▸ **Extract provided**

◇ ◇ ◇ ◇ ◇ ◇ ◇

You cannot specify a typed table or typed view (SQLSTATE 428EC). The Hadoop table referenced in table-name cannot contain an ARRAY or ROW column (SQLSTATE 428H2).
The table name can refer to another Hadoop table only. Creating an Hadoop table LIKE a local table results in an error (SQLSTATE 42858).
- COMMENT string-constant
-
A table comment as part of a table definition can be used to provide information about the table.
- PARTITIONED BY partitioning-element-list
-
- column-definition
- Specifies one or more columns by which data that is inserted into the table is partitioned. The
action of including a PARTITIONED BY clause creates a directory in the distributed file system (DFS)
that contains data for each unique value in the column that is being partitioned. At query time, Big
SQL tries to scan only those directories, or partitions, that contain data that match the search
criteria of the query. The following data types cannot be used as partitioning columns:
- ARRAY
- BINARY
- BOOLEAN
- ROW
- TIMESTAMP
- VARBINARY
- partition-expression
- Specifies one or more partitioning expressions by which data that is inserted into the table is
partitioned. The action of including a PARTITIONED BY clause creates a directory in the distributed
file system (DFS) that contains data for each unique value in the partition expression. At query
time, Big SQL tries to scan only those directories, or partitions, that contain data that match the
search criteria of the query. The expression can reference one or more columns in the columns list.

◇ ◇ ◇ ◇ ◇ ◇ ◇

▸ **Goal**
Answer these questions from the Hadoop table documentation above, one per line:
1. What SQLSTATE is returned when a Hadoop table is created LIKE a local table?
2. Which data types listed cannot be used as partitioning columns?
3. What can a partition expression reference?

▸ **Material**
◇ ◇ ◇ ◇ ◇ ◇ ◇

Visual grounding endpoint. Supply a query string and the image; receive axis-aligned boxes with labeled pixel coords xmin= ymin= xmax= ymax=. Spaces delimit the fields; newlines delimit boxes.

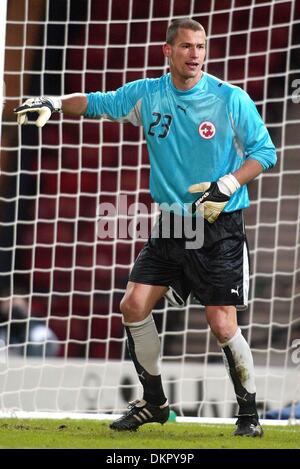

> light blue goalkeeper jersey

◇ ◇ ◇ ◇ ◇ ◇ ◇

▸ **Final answer**
1. SQLSTATE 42858.
2. ARRAY, BINARY, BOOLEAN, ROW, TIMESTAMP, and VARBINARY.
3. One or more columns in the columns list.